(Detection examples)

>>>

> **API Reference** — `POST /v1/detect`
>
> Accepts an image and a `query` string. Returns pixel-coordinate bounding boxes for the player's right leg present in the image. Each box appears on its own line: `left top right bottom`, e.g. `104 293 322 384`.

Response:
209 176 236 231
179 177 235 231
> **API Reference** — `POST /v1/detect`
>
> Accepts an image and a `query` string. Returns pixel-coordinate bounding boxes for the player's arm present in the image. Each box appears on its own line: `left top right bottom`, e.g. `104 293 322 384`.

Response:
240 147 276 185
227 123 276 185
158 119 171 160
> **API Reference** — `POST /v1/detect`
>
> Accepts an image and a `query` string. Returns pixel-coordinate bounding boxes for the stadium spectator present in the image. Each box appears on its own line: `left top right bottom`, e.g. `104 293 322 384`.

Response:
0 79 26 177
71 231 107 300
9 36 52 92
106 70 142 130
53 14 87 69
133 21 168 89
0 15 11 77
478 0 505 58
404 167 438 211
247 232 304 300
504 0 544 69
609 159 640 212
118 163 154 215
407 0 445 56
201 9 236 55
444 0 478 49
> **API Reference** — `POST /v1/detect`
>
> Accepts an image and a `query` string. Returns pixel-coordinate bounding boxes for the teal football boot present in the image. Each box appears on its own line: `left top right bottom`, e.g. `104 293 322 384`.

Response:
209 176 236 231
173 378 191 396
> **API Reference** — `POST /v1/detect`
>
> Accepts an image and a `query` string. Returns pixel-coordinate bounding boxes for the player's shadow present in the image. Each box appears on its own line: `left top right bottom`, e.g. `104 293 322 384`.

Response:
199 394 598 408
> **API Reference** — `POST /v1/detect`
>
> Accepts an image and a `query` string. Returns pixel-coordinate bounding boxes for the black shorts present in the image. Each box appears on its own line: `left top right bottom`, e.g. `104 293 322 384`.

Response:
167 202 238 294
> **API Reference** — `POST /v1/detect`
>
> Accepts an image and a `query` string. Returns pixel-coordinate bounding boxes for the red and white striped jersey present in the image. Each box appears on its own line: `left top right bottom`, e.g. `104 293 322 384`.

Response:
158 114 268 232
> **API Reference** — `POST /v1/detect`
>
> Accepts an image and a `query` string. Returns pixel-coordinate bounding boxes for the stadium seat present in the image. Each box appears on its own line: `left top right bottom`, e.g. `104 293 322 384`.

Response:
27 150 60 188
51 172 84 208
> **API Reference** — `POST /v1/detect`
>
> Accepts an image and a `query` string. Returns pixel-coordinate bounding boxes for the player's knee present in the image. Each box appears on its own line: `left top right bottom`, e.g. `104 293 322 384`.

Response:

<<<

GIVEN PROBLEM: Put the stretch from the start of the items above through the line containing "179 177 235 231" into a numbered list, leaving out any blank lines.

FINAL ANSWER:
1. > **API Reference** — `POST /v1/detect`
2. >
3. > Accepts an image and a `query` string. Returns pixel-coordinate bounding boxes for the player's right leg present in the image. Each box appears on its own line: `left top right bottom`, e.g. `104 293 322 384`.
4. Response:
5. 209 176 236 231
6. 179 177 235 231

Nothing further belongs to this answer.